-- OBJECTIVE --
Rewrite every line below in full, adding -108 to each x and y coordinate and leaving all other wording unchanged.

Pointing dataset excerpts
■ ■ ■ ■ ■ ■ ■
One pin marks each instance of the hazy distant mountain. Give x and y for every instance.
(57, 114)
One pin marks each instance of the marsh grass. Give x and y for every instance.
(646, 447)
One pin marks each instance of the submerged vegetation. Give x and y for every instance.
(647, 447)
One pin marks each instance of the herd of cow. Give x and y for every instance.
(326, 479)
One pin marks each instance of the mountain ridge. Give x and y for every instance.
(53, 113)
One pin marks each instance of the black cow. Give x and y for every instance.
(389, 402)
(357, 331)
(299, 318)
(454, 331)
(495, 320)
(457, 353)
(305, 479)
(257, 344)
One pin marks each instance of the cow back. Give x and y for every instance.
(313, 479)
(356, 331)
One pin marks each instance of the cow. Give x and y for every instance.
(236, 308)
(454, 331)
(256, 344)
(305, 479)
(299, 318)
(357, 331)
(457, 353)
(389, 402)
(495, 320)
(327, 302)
■ ■ ■ ■ ■ ■ ■
-- RESULT FOR THIS EXERCISE --
One pin marks each instance of the hazy distant mountain. Give x and y for every instance.
(-51, 6)
One pin marks each instance of the marsh grass. Give x and y for every instance.
(538, 339)
One pin marks each instance of the submerged vegetation. Give x and y for every instance.
(539, 339)
One pin marks each instance of the herd of cow. Give x and y for every instance.
(218, 371)
One pin marks each instance of the mountain ridge. Give x and y for every instance.
(-55, 5)
One pin marks each instance of the black cow. Give x and y for every instance.
(281, 294)
(249, 223)
(191, 210)
(346, 223)
(387, 212)
(349, 245)
(197, 371)
(149, 236)
One pin marks each instance of the cow back. Give x and y for every instance.
(205, 371)
(248, 223)
One pin marks each instance of the cow. Give x and y for every instance.
(128, 200)
(346, 223)
(148, 236)
(197, 371)
(191, 210)
(249, 223)
(349, 245)
(281, 294)
(387, 212)
(219, 194)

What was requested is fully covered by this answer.